> SOURCE TEXT:
------------------------------------------------------------------------

At the Rand Corporation, the statistic was 98 percent, to represent the productive capital factor input to creating products and services. In concentrated capital ownership terms, today roughly 1 percent own 50 percent of the corporate wealth with 10 percent owning 90 percent. This leaves 90 percent of the people scrambling for the last 10 percent, with them dependent on their labor worker wages to purchase capital. Thus, we have the great bulk of the people providing a mere 10 percent or less of the productive input. Contrast that to the less than 5 percent who own all the productive capital providing 90 percent or more of the productive input, and who initiate and oversee most of the technological advances that replace labor work with capital work. As a result, the trend has been to diminish the importance of employment with productive capital ownership concentrating faster than ever, while technological change makes capital ever more productive. Technology is an easier and faster way to get a job done. Because technology increases the profitability of companies throughout the world, technology always has the advantage over human labor when the costs of them are the same. But because this is not well understood, what we as a society have been doing is to continually shift the work burden from people labor to real physical capital while distributing the earning capacity of physical capital’s work (via capital ownership of stock in corporations) to non-owners through jobs, minimum wage, and welfare. Such policies do not function effectively.

The CEA doesn’t offer a comprehensive theory to abate economic inequality. But there are solutions that have yet to be recognized by established power elite, which would result in a democratic growth economy. Based on binary economics (human and non-human contributions), the ownership of capital would be spread more broadly as the economy grows, without taking anything away from the 1 to 10 percent who now own 50 to 90 percent of the corporate wealth. Instead, the ownership pie would desirably get much bigger and their percentage of the total ownership would decrease, as ownership gets broader and broader, benefiting EVERY citizen, including the traditionally disenfranchised poor and working and middle class. Thus, productive capital income would be distributed more broadly and the demand for products and services would be distributed more broadly from the earnings of capital and result in the sustentation of consumer demand, which will promote economic growth. That also means that society can profitably employ unused productive capacity and invest in more productive capacity to service the demands of a growth economy.

While Samuelson also does not know how to influence productivity or orchestra predictable productivity, he and the CEA he writes about need to WAKE UP and understand that the system, as structured, is enriching the capital wealth of a tiny minority who then have the financial and political power to manipulate the lives of people who struggle with declining labor worker earnings and job opportunities. It is the wealthy ownership class that continues to benefit from a rigged system and accumulate the bulk of the money through monopolized productive capital ownership. Our scientists, engineers, and executive managers who are not owners themselves, except for those in the highest employed positions, are encouraged to work to destroy employment by making the “capital worker” owner more productive. How much employment can be destroyed by substituting machines for people is a measure of their success––always focused on producing at the lowest cost. Only the people who already own productive capital are the beneficiaries of their work, as they systematically concentrate more and more capital ownership in their stationary 1 percent ranks. Yet the 1 percent are not the people who do the overwhelming consuming. The result is the consumer populous is not able to get the money to buy the products and services produced as a result of substituting machines for people. And yet you can’t have mass production without mass human consumption made possible by “customers with money.”

It is the exponential disassociation of production and consumption that is the problem in the United States economy, and the reason that ordinary citizens must gain access to productive capital ownership to improve their economic well-being.

------------------------------------------------------------------------

> A block of data:

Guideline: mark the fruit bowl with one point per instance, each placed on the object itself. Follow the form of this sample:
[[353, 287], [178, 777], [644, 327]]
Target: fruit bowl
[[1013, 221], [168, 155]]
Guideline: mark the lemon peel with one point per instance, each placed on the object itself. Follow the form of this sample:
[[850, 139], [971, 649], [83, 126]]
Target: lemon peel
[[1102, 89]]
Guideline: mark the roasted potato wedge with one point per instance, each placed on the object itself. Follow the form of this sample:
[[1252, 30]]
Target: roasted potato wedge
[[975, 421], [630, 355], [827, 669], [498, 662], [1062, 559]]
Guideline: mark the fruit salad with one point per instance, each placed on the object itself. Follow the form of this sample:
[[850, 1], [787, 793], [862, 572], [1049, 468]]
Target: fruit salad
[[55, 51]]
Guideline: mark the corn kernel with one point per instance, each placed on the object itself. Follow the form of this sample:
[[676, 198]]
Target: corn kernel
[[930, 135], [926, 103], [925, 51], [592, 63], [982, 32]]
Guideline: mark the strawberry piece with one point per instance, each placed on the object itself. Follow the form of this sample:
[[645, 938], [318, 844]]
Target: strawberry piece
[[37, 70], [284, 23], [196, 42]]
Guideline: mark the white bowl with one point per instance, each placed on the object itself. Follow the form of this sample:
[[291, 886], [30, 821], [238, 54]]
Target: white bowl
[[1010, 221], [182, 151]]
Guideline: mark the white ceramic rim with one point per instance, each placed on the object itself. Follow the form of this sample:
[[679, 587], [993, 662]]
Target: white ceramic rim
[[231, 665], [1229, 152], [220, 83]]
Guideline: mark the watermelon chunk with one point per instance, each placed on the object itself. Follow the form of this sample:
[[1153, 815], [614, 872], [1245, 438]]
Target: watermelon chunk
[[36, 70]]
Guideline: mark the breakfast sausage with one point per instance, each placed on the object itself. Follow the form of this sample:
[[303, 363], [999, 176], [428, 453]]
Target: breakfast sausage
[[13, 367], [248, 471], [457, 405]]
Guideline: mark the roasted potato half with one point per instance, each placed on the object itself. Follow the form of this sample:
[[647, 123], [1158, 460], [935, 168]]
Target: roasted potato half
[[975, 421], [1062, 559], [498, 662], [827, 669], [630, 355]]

------------------------------------------------------------------------

> AIM 1:
In the passage on capital ownership, what share of corporate wealth is owned by roughly 1 percent?
> AIM 2:
Retype the records beginning at the line that contains "Guideline: mark the watermelon" and stopping after the last line of the records.
The passage on capital ownership and the records are unrelated to each other.

> CORRECT ANSWER 1:
50 percent

> CORRECT ANSWER 2:
Guideline: mark the watermelon chunk with one point per instance, each placed on the object itself. Follow the form of this sample:
[[1153, 815], [614, 872], [1245, 438]]
Target: watermelon chunk
[[36, 70]]
Guideline: mark the breakfast sausage with one point per instance, each placed on the object itself. Follow the form of this sample:
[[303, 363], [999, 176], [428, 453]]
Target: breakfast sausage
[[13, 367], [248, 471], [457, 405]]
Guideline: mark the roasted potato half with one point per instance, each placed on the object itself. Follow the form of this sample:
[[647, 123], [1158, 460], [935, 168]]
Target: roasted potato half
[[975, 421], [1062, 559], [498, 662], [827, 669], [630, 355]]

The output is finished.